** begin **

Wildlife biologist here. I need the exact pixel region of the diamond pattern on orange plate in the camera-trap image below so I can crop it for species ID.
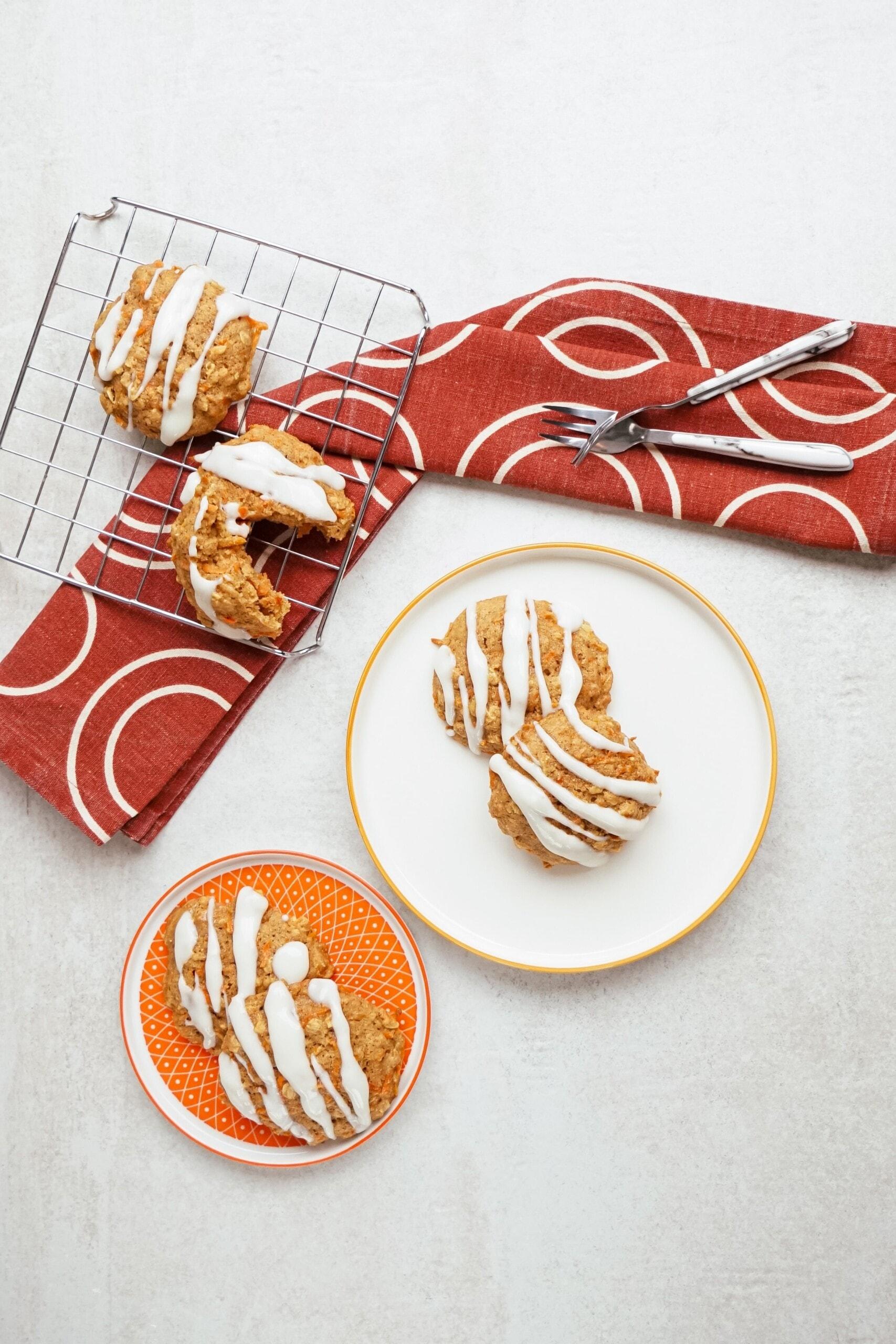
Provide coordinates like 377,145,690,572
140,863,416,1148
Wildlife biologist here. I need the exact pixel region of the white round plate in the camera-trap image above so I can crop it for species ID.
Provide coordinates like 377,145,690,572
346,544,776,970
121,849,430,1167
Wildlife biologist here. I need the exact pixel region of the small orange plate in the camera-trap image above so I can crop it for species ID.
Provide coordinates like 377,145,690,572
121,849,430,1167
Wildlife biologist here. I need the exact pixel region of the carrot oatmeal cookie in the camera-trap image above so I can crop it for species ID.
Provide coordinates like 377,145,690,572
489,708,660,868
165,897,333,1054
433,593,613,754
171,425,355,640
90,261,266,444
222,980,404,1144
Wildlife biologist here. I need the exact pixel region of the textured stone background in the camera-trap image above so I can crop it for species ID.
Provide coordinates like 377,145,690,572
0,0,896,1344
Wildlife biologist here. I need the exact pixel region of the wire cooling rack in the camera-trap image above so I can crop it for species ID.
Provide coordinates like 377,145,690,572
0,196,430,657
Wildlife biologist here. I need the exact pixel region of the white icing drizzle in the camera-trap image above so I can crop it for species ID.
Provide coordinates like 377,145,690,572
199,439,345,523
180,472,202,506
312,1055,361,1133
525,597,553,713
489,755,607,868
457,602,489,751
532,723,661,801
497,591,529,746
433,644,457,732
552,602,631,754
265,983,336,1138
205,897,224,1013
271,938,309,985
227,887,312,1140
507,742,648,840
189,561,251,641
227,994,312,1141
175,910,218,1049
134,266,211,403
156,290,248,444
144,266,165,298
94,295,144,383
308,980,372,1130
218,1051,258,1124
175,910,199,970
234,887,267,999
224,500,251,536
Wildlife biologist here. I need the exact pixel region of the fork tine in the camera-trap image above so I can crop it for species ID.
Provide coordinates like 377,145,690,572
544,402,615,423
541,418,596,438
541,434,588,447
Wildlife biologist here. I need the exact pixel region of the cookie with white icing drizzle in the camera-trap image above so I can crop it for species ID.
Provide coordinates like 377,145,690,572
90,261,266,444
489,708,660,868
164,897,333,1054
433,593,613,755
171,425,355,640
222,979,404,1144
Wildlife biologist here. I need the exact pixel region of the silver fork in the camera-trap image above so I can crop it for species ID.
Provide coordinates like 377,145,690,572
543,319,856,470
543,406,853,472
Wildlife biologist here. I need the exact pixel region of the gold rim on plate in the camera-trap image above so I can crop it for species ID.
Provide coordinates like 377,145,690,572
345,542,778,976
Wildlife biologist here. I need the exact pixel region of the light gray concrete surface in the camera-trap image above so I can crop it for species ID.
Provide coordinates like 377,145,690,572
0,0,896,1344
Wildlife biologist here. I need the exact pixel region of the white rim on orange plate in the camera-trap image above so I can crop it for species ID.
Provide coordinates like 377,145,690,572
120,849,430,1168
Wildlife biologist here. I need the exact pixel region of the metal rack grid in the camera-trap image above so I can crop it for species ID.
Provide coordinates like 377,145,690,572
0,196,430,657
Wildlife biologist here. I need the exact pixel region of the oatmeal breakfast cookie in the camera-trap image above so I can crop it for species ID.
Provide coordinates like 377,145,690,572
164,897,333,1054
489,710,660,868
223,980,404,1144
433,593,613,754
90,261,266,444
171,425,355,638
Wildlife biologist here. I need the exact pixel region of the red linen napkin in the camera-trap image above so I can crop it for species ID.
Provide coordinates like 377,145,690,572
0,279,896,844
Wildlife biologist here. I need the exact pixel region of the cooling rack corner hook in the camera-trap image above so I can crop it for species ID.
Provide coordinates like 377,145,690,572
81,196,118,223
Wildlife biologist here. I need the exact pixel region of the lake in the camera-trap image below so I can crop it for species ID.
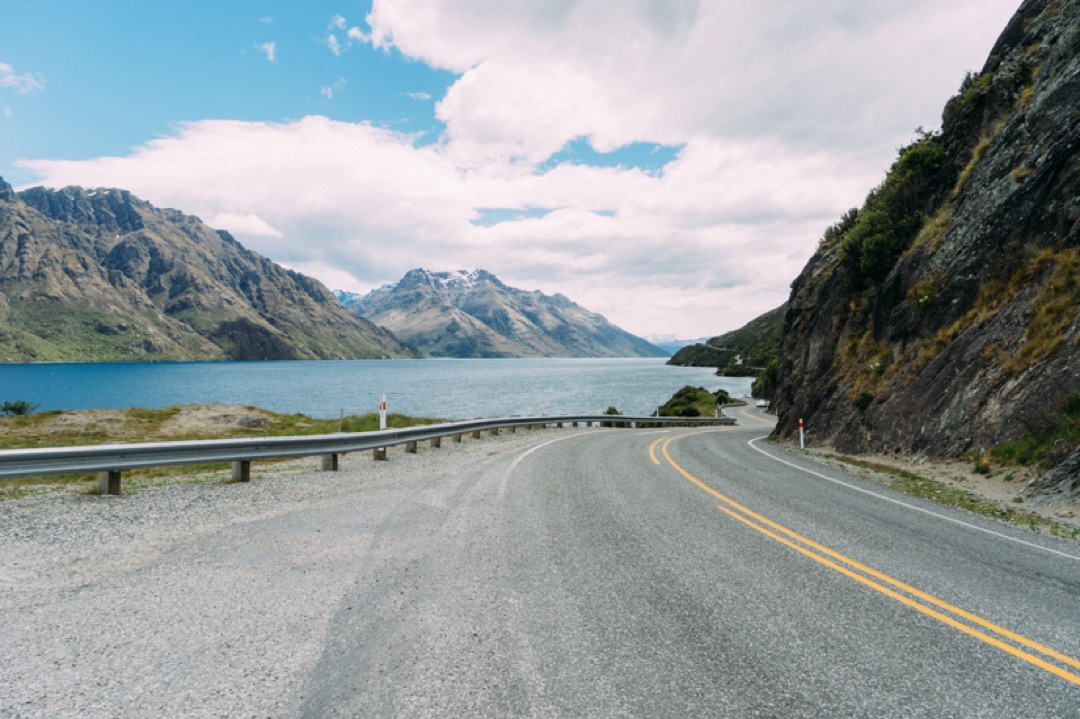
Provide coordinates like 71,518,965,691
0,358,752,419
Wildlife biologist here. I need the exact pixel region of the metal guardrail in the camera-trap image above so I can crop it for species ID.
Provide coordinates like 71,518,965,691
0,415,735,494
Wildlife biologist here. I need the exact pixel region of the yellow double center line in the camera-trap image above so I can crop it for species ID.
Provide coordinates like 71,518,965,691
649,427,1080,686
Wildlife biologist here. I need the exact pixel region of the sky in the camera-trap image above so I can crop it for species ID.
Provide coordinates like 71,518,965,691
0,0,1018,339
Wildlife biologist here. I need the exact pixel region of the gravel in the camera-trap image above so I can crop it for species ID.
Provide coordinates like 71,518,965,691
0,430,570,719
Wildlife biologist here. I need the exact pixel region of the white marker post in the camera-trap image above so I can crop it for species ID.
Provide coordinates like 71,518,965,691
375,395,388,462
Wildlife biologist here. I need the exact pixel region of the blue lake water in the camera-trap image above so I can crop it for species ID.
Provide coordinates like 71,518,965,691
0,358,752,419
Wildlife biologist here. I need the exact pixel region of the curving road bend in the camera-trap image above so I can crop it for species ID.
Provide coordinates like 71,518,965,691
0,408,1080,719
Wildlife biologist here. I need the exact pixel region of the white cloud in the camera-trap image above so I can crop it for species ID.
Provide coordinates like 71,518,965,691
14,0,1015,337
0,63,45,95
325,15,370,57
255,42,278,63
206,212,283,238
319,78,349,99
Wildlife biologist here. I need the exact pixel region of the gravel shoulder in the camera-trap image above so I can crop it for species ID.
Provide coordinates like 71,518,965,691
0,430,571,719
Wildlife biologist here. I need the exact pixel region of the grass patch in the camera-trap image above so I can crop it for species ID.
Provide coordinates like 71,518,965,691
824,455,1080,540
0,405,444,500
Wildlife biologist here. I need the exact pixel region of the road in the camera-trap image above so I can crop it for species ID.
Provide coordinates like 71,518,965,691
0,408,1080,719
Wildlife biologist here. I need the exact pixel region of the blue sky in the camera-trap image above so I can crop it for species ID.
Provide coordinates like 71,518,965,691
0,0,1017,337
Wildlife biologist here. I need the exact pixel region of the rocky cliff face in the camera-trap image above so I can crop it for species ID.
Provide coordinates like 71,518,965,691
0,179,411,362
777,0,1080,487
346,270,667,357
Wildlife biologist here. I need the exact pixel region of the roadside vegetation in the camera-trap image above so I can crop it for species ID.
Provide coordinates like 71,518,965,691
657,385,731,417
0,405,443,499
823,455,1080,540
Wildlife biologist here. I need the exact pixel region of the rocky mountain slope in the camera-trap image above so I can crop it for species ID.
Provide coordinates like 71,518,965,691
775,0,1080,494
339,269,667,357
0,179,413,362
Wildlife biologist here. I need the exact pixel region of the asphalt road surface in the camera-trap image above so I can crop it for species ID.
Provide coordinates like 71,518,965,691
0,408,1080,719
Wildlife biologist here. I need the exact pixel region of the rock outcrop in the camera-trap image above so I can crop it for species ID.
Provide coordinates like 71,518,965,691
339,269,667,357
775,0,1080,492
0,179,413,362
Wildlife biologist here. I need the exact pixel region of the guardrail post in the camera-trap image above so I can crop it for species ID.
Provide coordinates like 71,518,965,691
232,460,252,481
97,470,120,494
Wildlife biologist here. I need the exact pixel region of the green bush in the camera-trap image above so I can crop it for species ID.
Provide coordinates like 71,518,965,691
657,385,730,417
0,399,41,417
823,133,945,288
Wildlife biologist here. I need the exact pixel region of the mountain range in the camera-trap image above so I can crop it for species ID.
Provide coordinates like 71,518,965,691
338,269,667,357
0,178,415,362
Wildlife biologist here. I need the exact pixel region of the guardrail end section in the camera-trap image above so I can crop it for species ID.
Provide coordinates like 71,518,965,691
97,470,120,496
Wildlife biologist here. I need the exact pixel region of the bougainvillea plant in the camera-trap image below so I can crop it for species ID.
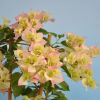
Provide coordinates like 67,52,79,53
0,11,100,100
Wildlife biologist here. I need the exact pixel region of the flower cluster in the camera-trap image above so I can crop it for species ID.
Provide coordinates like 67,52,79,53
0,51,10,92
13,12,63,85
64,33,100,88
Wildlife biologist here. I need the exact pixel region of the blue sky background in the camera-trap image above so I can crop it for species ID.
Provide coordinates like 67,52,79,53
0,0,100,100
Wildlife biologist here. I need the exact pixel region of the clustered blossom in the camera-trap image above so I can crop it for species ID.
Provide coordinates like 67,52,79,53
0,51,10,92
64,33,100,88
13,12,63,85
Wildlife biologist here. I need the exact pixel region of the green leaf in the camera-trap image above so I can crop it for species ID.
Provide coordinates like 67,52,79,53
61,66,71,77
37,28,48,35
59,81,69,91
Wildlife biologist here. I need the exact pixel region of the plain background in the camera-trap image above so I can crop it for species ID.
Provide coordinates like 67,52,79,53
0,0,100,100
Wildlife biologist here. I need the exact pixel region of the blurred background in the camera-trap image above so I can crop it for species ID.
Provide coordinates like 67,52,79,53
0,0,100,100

** end **

### Task:
Update the part of the records that opens with the line containing "of the bougainvillea" and runs through the end of the records by replacing "background" with "backdrop" everywhere it appears, and change nothing else. Give back only that part, leaving out the pictures.

### Task output:
Wildlife biologist here. I need the exact pixel region of the bougainvillea plant in the camera-trap image below so I can crop it for species ID.
Provide coordinates like 67,52,79,53
0,11,100,100
Wildlife biologist here. I need the exact pixel region of the flower cluster in the camera-trap image above so I can crop it for species ID.
Provide coordinates like 67,52,79,53
0,51,10,92
13,12,63,85
64,33,100,88
Wildlife biologist here. I need the exact pixel region of the blue sky backdrop in the camera-trap image above so I can crop it for species ID.
Provide coordinates like 67,52,79,53
0,0,100,100
Wildlife biologist here. I need the exact pixel region of the clustered blossom in the camera-trap image above so I can crop it for species ID.
Provide coordinates like 67,52,79,53
0,51,10,92
64,33,100,88
13,12,63,85
Wildlife biologist here. I need the exact pixel region of the green leaf in the camera-trap image above so I can crop it for species ID.
Provide coordinates like 67,52,79,53
61,66,71,77
37,28,48,35
59,81,69,91
Wildlife biologist here. I need the exact pixel region of the plain backdrop in the camera-trap image above so I can crop it for species ID.
Provide coordinates like 67,52,79,53
0,0,100,100
Wildlife biologist here. I need the exact pixel region of the blurred backdrop in the camera-trap image above so I can crop it for species ID.
Provide coordinates like 67,52,79,53
0,0,100,100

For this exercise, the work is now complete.